• **Exercise description**
Please write out every line of the listing without alteration, but omit the images.

Segment Start: Source material

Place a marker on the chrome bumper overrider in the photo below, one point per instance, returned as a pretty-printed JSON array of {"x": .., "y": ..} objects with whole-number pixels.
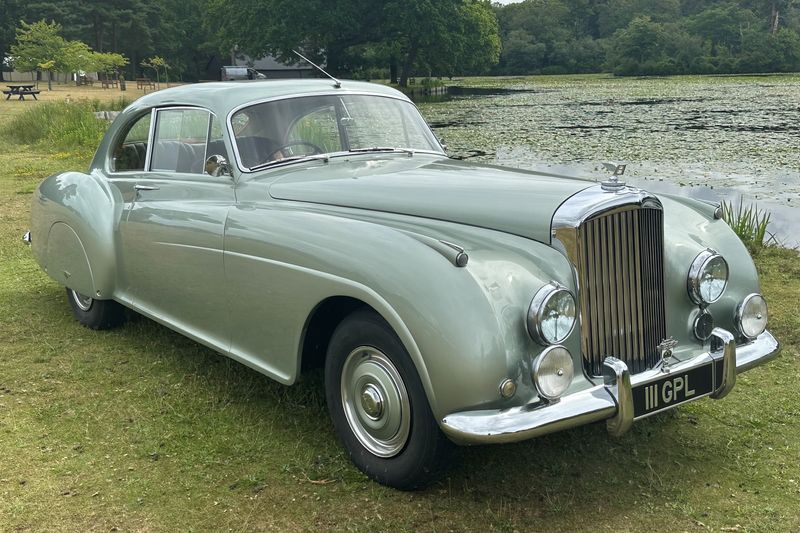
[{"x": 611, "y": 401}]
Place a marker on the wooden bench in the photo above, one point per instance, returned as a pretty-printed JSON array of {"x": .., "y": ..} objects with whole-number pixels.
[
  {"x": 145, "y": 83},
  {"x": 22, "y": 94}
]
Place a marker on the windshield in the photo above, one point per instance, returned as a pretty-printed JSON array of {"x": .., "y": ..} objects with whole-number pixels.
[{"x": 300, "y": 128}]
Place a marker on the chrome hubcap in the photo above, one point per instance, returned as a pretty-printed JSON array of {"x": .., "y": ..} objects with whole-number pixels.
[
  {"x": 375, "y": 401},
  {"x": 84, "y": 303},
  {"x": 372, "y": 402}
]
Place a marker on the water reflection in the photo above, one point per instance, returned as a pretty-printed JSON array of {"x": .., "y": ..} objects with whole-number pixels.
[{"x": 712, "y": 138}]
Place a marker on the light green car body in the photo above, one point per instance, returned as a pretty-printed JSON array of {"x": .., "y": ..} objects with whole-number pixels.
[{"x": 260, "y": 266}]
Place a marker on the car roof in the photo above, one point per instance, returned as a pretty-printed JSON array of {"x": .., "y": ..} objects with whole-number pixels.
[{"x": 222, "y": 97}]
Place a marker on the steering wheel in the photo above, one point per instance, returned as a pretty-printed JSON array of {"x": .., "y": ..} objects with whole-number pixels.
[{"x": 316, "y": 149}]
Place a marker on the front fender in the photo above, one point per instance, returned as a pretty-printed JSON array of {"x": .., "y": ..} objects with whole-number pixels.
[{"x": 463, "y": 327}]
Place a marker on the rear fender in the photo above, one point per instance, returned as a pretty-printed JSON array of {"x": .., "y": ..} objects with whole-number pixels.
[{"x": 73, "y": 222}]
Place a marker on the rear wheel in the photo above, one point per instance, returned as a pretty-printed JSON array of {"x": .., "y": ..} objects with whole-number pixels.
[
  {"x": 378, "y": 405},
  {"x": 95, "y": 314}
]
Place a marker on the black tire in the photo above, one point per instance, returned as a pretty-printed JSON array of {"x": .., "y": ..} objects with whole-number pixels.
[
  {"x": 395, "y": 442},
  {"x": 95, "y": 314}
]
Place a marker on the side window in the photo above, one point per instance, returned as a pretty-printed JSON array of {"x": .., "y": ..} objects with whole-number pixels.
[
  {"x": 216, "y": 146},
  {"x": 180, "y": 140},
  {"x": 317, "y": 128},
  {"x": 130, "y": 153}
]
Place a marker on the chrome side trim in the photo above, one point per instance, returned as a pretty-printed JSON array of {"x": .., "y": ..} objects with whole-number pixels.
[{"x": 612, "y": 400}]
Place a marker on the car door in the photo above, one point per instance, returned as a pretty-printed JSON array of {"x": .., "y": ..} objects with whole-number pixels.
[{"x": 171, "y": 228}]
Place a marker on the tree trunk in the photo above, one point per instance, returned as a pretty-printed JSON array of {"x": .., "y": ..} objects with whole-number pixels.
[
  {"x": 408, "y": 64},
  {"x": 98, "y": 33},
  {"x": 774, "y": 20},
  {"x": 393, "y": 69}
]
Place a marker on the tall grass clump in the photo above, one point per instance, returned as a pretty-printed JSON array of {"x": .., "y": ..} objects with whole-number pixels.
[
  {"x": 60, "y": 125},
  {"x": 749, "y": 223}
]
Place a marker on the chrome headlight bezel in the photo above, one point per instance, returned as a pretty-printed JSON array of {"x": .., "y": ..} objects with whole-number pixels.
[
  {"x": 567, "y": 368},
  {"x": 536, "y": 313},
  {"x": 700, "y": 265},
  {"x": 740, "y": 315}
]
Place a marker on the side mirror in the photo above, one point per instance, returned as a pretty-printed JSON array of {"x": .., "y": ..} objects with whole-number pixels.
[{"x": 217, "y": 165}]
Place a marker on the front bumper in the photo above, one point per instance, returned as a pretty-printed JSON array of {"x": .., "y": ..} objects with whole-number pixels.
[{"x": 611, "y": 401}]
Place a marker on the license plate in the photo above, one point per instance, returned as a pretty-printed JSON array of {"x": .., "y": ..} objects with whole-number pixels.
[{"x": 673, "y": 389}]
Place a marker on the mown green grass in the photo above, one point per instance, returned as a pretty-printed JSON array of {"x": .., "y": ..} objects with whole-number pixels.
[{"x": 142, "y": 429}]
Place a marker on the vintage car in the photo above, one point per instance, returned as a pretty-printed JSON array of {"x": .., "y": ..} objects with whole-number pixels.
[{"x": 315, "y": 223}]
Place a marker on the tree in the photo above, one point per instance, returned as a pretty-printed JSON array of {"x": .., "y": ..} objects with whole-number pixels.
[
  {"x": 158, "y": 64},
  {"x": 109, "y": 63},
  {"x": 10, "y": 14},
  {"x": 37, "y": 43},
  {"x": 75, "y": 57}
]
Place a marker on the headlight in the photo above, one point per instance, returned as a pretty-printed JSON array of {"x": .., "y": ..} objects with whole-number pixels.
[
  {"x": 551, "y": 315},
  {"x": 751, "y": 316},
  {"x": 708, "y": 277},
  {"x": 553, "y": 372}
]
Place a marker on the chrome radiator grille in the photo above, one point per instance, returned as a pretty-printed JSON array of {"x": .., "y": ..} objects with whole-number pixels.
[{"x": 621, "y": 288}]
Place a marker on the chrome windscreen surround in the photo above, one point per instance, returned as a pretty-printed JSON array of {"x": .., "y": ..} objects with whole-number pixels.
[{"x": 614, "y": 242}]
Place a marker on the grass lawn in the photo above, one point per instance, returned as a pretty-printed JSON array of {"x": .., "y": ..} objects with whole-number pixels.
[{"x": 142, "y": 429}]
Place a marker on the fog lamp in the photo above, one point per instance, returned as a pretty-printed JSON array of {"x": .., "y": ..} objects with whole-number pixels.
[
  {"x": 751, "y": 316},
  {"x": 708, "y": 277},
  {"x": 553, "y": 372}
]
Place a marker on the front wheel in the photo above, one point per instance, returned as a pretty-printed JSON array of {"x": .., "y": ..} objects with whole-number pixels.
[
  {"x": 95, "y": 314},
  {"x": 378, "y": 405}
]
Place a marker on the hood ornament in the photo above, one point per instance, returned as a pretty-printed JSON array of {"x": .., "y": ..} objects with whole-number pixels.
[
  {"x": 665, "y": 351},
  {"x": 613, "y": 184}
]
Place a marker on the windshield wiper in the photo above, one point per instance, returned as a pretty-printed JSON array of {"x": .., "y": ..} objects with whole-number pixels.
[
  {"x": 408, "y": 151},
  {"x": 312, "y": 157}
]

Segment End: Source material

• **Answer to the problem**
Place a marker on the chrome bumper overrider in the photo below, one point per instance, returned as a pretty-printed JSON array of {"x": .., "y": ..} objects with whole-number pixels.
[{"x": 611, "y": 401}]
Place a marker on the wooden bench in the photo above, one point per instance, returned as a pretty-printed JSON array of {"x": .., "y": ..} objects with whole-number pixels.
[
  {"x": 145, "y": 83},
  {"x": 22, "y": 94}
]
Place a marker on the windshield in the photo above, one point per instance, returned as a pretty-printed JSON array of {"x": .., "y": ..} objects with whole-number pixels.
[{"x": 300, "y": 128}]
Place a marker on the chrome hubcap in the photo above, one point per instance, returned as a pretty-printed JSON array of {"x": .., "y": ..} objects with whole-number pixels.
[
  {"x": 375, "y": 401},
  {"x": 84, "y": 303},
  {"x": 372, "y": 402}
]
Place a marker on the water reflection in the photo above, one point per instance, returned as a pretty-printed JSON array of {"x": .., "y": ..} objects with whole-number pixels.
[{"x": 712, "y": 138}]
Place a marker on the light green car body in the photo above, one point per instance, returned as a pretty-printed JSON array of {"x": .., "y": ..} objects with whole-number pixels.
[{"x": 260, "y": 266}]
Place a marker on the car roof in the photo above, one point per instance, returned as a pretty-printed JSON array of {"x": .., "y": ..} objects with whole-number pixels.
[{"x": 222, "y": 97}]
Place a marker on the steering wheel in the photo above, one point per instance, returned as a pretty-printed JSON array of {"x": .., "y": ..} objects with whole-number pixels.
[{"x": 316, "y": 149}]
Place a marker on the front fender in the photo above, one point per instance, returned as a pretty-printed JSON array of {"x": .., "y": ..} objects with whole-number pixels.
[{"x": 463, "y": 327}]
Place a marker on the rear fender in the photo above, one point per instance, returned as a pretty-printed JSON array of {"x": .., "y": ..} objects with whole-number pixels.
[{"x": 73, "y": 222}]
Place a marker on the rear wheel in the photo above, one point per instance, returned as a pretty-printed JSON array of {"x": .., "y": ..} objects with whole-number pixels.
[
  {"x": 378, "y": 405},
  {"x": 95, "y": 314}
]
Place a marker on the black tire in the photo above, one point per instance, returned as a pretty-printed JSON array of {"x": .., "y": ..} objects with whole-number pixels.
[
  {"x": 395, "y": 442},
  {"x": 95, "y": 314}
]
Place a marker on the side window in the photo above, one point per instance, returned as a pretty-printed JSON array of {"x": .., "y": ..} objects with whole-number pixels.
[
  {"x": 216, "y": 146},
  {"x": 180, "y": 140},
  {"x": 317, "y": 128},
  {"x": 130, "y": 153}
]
Place a marker on the chrome side trim in the photo above, one point per instance, returned as a pretty-printed JSON array of {"x": .., "y": ..} objects with whole-number pixels.
[{"x": 612, "y": 400}]
Place a marker on the car door in the photo above, one point per instance, returned as a pretty-printed JSON array of {"x": .., "y": ..} objects with whole-number pixels.
[{"x": 171, "y": 228}]
Place a marker on the tree trunk in the photo above, one point per instance, returned as a pretty-printed JSON array of {"x": .., "y": ..} objects with whole-number pixels.
[
  {"x": 408, "y": 64},
  {"x": 98, "y": 33},
  {"x": 774, "y": 20},
  {"x": 393, "y": 69}
]
Place a marker on the tall grass clump in the photo above, one point per instance, returned as a pretty-printed JSON array of {"x": .., "y": ..} objects with whole-number pixels.
[
  {"x": 60, "y": 125},
  {"x": 749, "y": 223}
]
Place a marker on the chrome headlight bezel in the photo above, one point per instance, returned as a pretty-printed JSON array of {"x": .., "y": ..} objects with whole-number pixels.
[
  {"x": 567, "y": 368},
  {"x": 536, "y": 313},
  {"x": 700, "y": 265},
  {"x": 740, "y": 315}
]
Place a marker on the side mirror in the photo above, one point per instance, returned as a pretty-printed JSON array of {"x": .., "y": ..} objects with whole-number pixels.
[{"x": 217, "y": 165}]
Place a marker on the front bumper in the photo above, one point per instance, returned as a pretty-printed JSON array of {"x": .., "y": ..} objects with whole-number pixels.
[{"x": 611, "y": 401}]
Place a marker on the license plate in the photo above, one point per instance, returned as a pretty-printed JSON array of {"x": .., "y": ..} objects with whole-number pixels.
[{"x": 673, "y": 389}]
Place a marker on the mown green grass in the photo above, one point per instance, returned as a pretty-printed JSON array of {"x": .., "y": ..} objects with whole-number pixels.
[{"x": 142, "y": 429}]
Place a marker on the vintage car in the photo above, one point per instance, returned as a pretty-printed JSON array of {"x": .., "y": ..} objects with whole-number pixels.
[{"x": 315, "y": 223}]
Place a marker on the tree in the photo above, one point per instance, returned as a pretty-printed JSON array of {"x": .., "y": ..} objects with whole-number pixels.
[
  {"x": 158, "y": 64},
  {"x": 109, "y": 63},
  {"x": 10, "y": 14},
  {"x": 37, "y": 43},
  {"x": 75, "y": 57}
]
Place a marker on the headlight in the photo above, one point per instance, returned as a pretty-printed JSON array of {"x": .., "y": ..} objects with whole-number pixels.
[
  {"x": 551, "y": 315},
  {"x": 751, "y": 316},
  {"x": 708, "y": 277},
  {"x": 553, "y": 372}
]
Place a marker on the chrome radiator grille in the photo above, one point per instance, returned as a pretty-printed JSON array of {"x": .., "y": ..} objects with whole-number pixels.
[{"x": 621, "y": 288}]
Place a marker on the chrome windscreen surround in the photo above, one point per instance, returned as a pretty-printed JSON array of {"x": .., "y": ..} objects with whole-number pixels.
[{"x": 614, "y": 242}]
Place a marker on the grass lawn in the photo above, one point per instance, returned as a pretty-printed JSON array of {"x": .., "y": ..} objects with whole-number pixels.
[{"x": 142, "y": 429}]
Place a marker on the fog lamp in the photo above, one point per instance, returned as a pretty-printed JSON array of {"x": .., "y": ..} objects with whole-number pixels.
[
  {"x": 751, "y": 316},
  {"x": 708, "y": 277},
  {"x": 553, "y": 372}
]
Place a marker on the front wheel in the photo above, one point per instance, returned as a pretty-printed JSON array of {"x": .., "y": ..} objects with whole-number pixels.
[
  {"x": 95, "y": 314},
  {"x": 378, "y": 405}
]
Place a marker on the hood ornament in the photo above, one point per instance, returned as a pretty-printed JSON array of {"x": .., "y": ..} objects with whole-number pixels.
[
  {"x": 665, "y": 351},
  {"x": 613, "y": 184}
]
Place a marker on the windshield wiper in the photo above, one point per instance, returned as a pretty-printed JSON array of {"x": .., "y": ..} objects with whole-number pixels.
[
  {"x": 408, "y": 151},
  {"x": 312, "y": 157}
]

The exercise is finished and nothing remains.